**Kutipan Teks:**
Dalam kasus ini, kalung emas dan uang kontan sebesar Rp20.000 diambil oleh para pelaku.

Seorang saksi bernamaUstaz Siradjuddin yakin bahwa yang merampok serta membunuh Sulaeman-Siti Haya adalah Sengkon dan Karta. Pada waktu kejadian, dini hari, seorang tetangga bernama Pii datang kepadanya dan melaporkan ada perampokan di rumah Sulaeman.

Siradjuddin pun segera bergegas menuju ke rumah Sulaeman. Sesampainya di sana, Siradjuddin melihat Sulaeman dan Siti Haya sudah bersimbah darah. Tidak lama kemudian, ambulans datang.

Menurut penuturan Siradjuddin, ambulans yang datang berupa mobil jeep. Masih menurut keterangan Siradjuddin, dia mengatakan bahwa Sulaeman dibawa dengan mobil ambulans Jeep dengan cara didudukkan setengah tiduran.

Tapi penuturan saksi lain, yaitu Jatun, berbeda. Jatun yang masih saudara ipar Sulaeman ikut mengantarkan ke RS Cipto Mangunkusumo, Jakarta. Menurut keterangannya, Sulaeman saat itu diangkut dengan mobil yang diberi alas kasur, di mana kasur tersebut adalah milik Sulaeman.

Untuk meyakinkan bahwa korban tidak diangkut sambil duduk, saksi Jatun menyebutkan bahwa Sulaeman minta didudukkan karena pegal ketika mereka masih berada di daerah kampung Rawa Lele. Menurut saksi, kondisi Sulaeman saat itu masih dapat bicara dengan jelas. Bahkan, disebutkan pula bahwa Sulaeman sempat berpesan kepada Jatun: "Kalau saya tak ada umur, abang penasaran, tuntutlah Sengkon dan Karta."

Menurut pemberitaan, Sulaeman mengembuskan napas terakhir pukul 11.00 WIB, sedangkan Siti Haya pukul 14.00 WIB.

Setelah melalui lika-liku panjang, pada akhirnya Gunel Cs dinyatakan sebagai tertuduh utama kasus perampokan dan pembunuhan Sulaeman-Siti Haya. Gunel dituntut hukuman penjara selama 12 tahun.

Setelah putusan atas Gunel dan teman-temannya dikeluarkan, Sengkon dan Karta mengajukan Peninjauan Kembali (PK) kepada Mahkamah Agung melalui Pengadilan Negeri Bekasi. Lebih lanjut, pada 3 November 1980, Kepala Kejaksaan Negeri Bekasi Artomo Singodiredjo SH mengajukan permohonan schorsing (penundaan) kepada Kepala LP Cipinang agar Sengkon dan Karta dibebaskan terlebih dahulu.

Permohonan tersebut kemudian dikabulkan oleh Jaksa Agung Ali Said SH, yang mengirim surat kepada Menteri Kehakiman dan Ketua Mahkamah Agung dengan maksud sama.

Pada akhirnya, tanggal 4 November 1980, Sengkon dan Karta resmi dibebaskan. Sengkon yang pada saat itu sedang dirawat di rumah sakit di LP Cipinang segera dibantu oleh para perawat berganti pakaian. Kemudian, pukul 14.10, mereka diajak keluar.

**Tugas Latihan:**
(a) Menurut kutipan tentang kasus Sengkon dan Karta, pada tanggal berapa keduanya resmi dibebaskan?
(b) Lanjutkan kutipan tentang kasus Sengkon dan Karta setelah kalimat terakhirnya.
Baris-baris data berikut tidak diperlukan.

**Baris Data:**

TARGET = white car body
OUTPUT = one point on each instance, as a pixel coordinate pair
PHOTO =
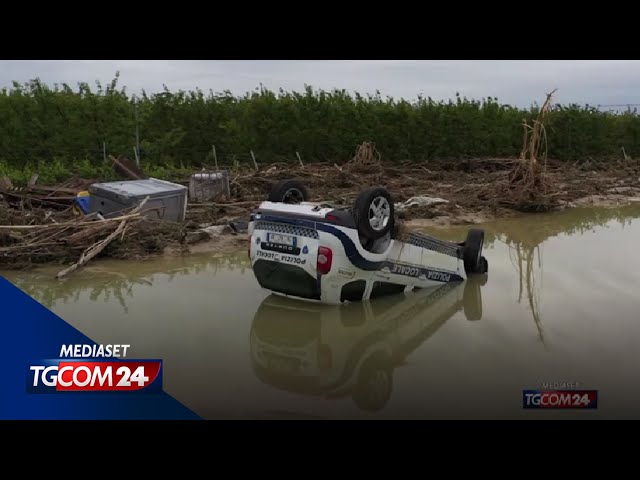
(287, 240)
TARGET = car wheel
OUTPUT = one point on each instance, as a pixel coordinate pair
(373, 213)
(289, 191)
(472, 252)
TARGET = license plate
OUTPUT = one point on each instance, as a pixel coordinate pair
(289, 240)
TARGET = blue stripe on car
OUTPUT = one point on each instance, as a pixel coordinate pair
(349, 247)
(352, 252)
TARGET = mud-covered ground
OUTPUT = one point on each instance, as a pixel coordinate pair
(472, 191)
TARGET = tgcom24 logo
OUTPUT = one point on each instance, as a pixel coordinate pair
(94, 368)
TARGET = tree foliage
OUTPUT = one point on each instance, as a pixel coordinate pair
(41, 124)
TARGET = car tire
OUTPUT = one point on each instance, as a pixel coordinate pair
(289, 191)
(374, 213)
(472, 253)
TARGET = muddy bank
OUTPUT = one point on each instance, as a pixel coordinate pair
(461, 192)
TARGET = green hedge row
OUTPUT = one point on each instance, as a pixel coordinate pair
(43, 124)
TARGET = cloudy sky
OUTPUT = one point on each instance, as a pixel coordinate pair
(518, 82)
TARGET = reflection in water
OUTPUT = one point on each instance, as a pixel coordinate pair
(525, 245)
(117, 284)
(335, 351)
(202, 314)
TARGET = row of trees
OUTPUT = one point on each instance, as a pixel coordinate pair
(41, 123)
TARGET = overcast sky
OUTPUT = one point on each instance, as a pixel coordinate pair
(518, 82)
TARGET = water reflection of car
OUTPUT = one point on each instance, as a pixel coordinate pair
(335, 351)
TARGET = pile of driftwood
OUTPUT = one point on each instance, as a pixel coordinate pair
(79, 238)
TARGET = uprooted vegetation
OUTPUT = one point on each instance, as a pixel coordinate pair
(38, 228)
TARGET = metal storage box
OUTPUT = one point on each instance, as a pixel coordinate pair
(169, 200)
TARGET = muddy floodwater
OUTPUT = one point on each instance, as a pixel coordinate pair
(561, 305)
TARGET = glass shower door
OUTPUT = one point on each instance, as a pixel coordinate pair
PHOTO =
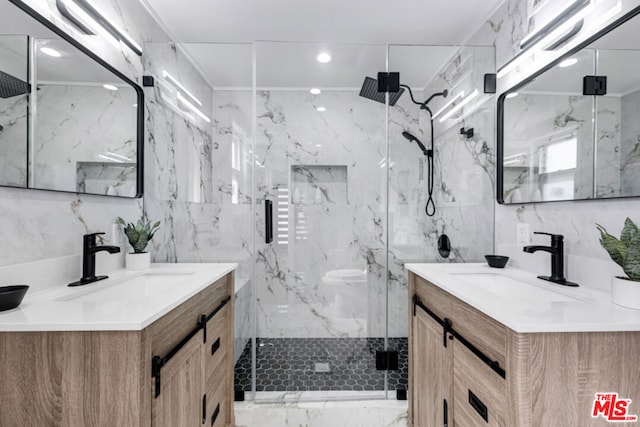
(320, 211)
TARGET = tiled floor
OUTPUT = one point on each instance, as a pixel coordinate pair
(300, 364)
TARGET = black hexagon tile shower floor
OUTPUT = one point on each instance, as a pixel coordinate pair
(320, 364)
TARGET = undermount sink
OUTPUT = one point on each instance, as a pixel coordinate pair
(130, 289)
(507, 287)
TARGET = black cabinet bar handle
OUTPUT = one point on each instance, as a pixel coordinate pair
(446, 325)
(204, 409)
(446, 413)
(480, 407)
(215, 414)
(215, 346)
(158, 362)
(268, 221)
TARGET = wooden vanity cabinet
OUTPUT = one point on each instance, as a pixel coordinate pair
(107, 378)
(449, 384)
(550, 379)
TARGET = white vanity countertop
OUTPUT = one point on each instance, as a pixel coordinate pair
(111, 304)
(524, 303)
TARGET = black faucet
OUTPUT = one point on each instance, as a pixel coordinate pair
(557, 258)
(89, 249)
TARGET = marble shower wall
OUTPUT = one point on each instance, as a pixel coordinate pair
(38, 224)
(464, 173)
(333, 219)
(586, 263)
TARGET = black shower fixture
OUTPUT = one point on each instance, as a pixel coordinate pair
(370, 91)
(468, 132)
(375, 90)
(412, 138)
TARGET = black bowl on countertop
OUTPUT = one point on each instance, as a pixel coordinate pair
(496, 261)
(11, 296)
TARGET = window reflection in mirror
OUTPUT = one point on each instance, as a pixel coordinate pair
(548, 129)
(559, 144)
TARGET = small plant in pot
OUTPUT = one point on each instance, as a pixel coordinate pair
(139, 236)
(625, 252)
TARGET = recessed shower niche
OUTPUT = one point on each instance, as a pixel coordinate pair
(319, 184)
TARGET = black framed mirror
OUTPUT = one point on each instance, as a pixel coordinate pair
(69, 121)
(571, 131)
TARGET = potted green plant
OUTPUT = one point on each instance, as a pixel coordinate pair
(139, 236)
(625, 251)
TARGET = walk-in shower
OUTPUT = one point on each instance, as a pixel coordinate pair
(321, 293)
(371, 89)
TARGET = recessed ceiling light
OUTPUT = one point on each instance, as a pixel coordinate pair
(50, 52)
(324, 57)
(568, 62)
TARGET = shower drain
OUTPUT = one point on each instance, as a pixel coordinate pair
(322, 367)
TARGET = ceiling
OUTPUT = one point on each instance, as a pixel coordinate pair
(352, 21)
(291, 33)
(294, 65)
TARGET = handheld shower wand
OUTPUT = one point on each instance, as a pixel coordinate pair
(412, 138)
(430, 208)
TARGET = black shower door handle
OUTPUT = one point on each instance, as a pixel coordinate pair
(268, 221)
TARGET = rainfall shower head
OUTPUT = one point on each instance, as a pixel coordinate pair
(369, 90)
(412, 138)
(12, 86)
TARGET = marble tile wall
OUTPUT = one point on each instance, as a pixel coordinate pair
(345, 231)
(233, 162)
(464, 177)
(587, 262)
(630, 145)
(178, 160)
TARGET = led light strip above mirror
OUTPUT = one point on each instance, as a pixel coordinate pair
(87, 18)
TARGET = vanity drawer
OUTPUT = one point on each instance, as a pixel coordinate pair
(166, 332)
(217, 345)
(488, 335)
(479, 391)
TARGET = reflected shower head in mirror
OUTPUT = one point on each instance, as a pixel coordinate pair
(412, 138)
(11, 86)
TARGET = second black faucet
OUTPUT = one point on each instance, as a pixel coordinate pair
(89, 250)
(557, 258)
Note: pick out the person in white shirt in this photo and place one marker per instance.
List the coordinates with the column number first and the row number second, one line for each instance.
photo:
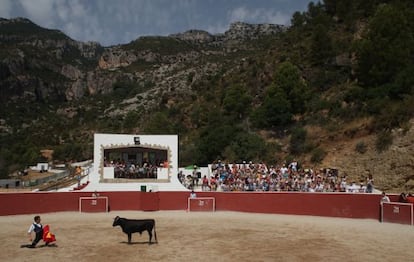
column 385, row 198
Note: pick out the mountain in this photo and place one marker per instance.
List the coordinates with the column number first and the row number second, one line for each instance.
column 334, row 90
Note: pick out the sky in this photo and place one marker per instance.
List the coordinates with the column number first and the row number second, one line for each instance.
column 112, row 22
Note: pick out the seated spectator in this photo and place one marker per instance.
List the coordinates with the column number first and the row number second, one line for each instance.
column 402, row 198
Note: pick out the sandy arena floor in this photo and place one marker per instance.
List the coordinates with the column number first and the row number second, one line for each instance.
column 201, row 236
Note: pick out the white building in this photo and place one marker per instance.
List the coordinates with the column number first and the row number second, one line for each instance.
column 115, row 155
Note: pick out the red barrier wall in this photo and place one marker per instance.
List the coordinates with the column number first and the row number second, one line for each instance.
column 317, row 204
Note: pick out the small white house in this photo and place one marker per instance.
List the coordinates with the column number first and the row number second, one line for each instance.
column 132, row 162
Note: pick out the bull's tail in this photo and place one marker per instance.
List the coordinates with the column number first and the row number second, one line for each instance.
column 155, row 234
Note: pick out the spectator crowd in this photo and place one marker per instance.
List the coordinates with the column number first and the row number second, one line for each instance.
column 261, row 177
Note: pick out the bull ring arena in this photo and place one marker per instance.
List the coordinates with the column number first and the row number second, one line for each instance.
column 223, row 226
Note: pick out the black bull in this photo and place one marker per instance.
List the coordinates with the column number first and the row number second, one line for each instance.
column 130, row 226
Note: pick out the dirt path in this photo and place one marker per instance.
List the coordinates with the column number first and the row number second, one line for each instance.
column 219, row 236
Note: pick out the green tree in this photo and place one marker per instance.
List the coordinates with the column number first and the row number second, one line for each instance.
column 321, row 45
column 236, row 101
column 387, row 47
column 275, row 111
column 159, row 123
column 288, row 78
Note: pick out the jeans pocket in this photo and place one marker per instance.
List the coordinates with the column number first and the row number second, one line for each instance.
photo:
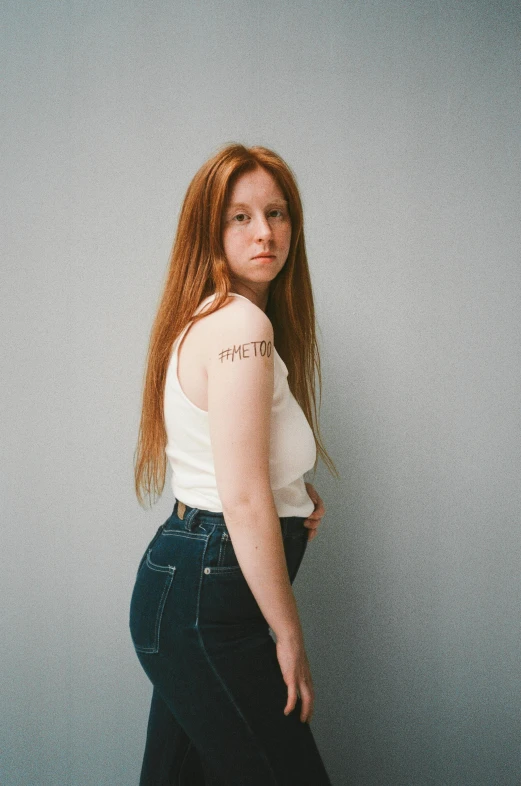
column 148, row 600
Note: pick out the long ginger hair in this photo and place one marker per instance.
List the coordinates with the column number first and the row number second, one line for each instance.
column 198, row 268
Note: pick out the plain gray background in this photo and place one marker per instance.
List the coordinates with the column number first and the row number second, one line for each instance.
column 402, row 123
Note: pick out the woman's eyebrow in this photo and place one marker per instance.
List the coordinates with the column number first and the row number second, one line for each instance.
column 236, row 205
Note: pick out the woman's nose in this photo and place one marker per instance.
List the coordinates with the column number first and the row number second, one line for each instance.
column 262, row 228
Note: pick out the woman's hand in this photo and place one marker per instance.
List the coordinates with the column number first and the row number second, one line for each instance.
column 296, row 673
column 314, row 518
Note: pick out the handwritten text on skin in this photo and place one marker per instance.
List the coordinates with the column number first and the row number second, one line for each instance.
column 262, row 348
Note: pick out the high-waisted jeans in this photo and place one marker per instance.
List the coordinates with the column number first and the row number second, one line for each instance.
column 216, row 717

**Kunci Jawaban:**
(a) 4 November 1980.

(b)
Karta pulang menggunakan colt, sedangkan Sengkon diangkut dengan mobil ambulans.

Karta diketahui pulang ke rumah orangtua angkatnya di Kampung Pondok Rangon. Sebab, rumah dan tanahnya sudah habis dijual untuk biaya hidup anak dan istrinya selama dia dipenjara. Sementara itu, Sengkon diantar ke RSU Daerah Bekasi untuk melanjutkan perawatannya. Pada saat itu, Sengkon sedang mengidap penyakit TBC.

Tapi nasib tragis keduanya tak berhenti sampai di situ. Sengkon meninggal dunia karena kecelakaan tak lama setelah keluar dari penjara. Sementara Karta meninggal akibat menderita sakit TBC parah. Sengkon ketika diwawancarai wartawan mengatakan bahwa dia hanya berdoa agar cepat mati, karena penyakit terus merongrongnya dan tidak ada biaya untuk meneruskan hidup.

Kenapa Sengkon dan Karta yang dituduh membunuh?

Luka batin Sengkon-Karta tergambar dalam puisi karya Peri Sandi Huizche yang berjudul "Mata Luka Sengkon Karta", yang tergabung dalam buku kumpulan puisi berjudul Mata Luka Sengkon Karta (diterbitkan PT Jurnal Sajak Indonesia, 2013).

Aku seorang petani Bojongsari

Menghidupi mimpi dari padi yang ditanam sendiri

Kesederhaan panutan hidup

dapat untung dilipat dan ditabung

Akulah Sengkon yang sakit

berusaha mengenang setiap luka

di dada

di punggung

di kaki

di batuk...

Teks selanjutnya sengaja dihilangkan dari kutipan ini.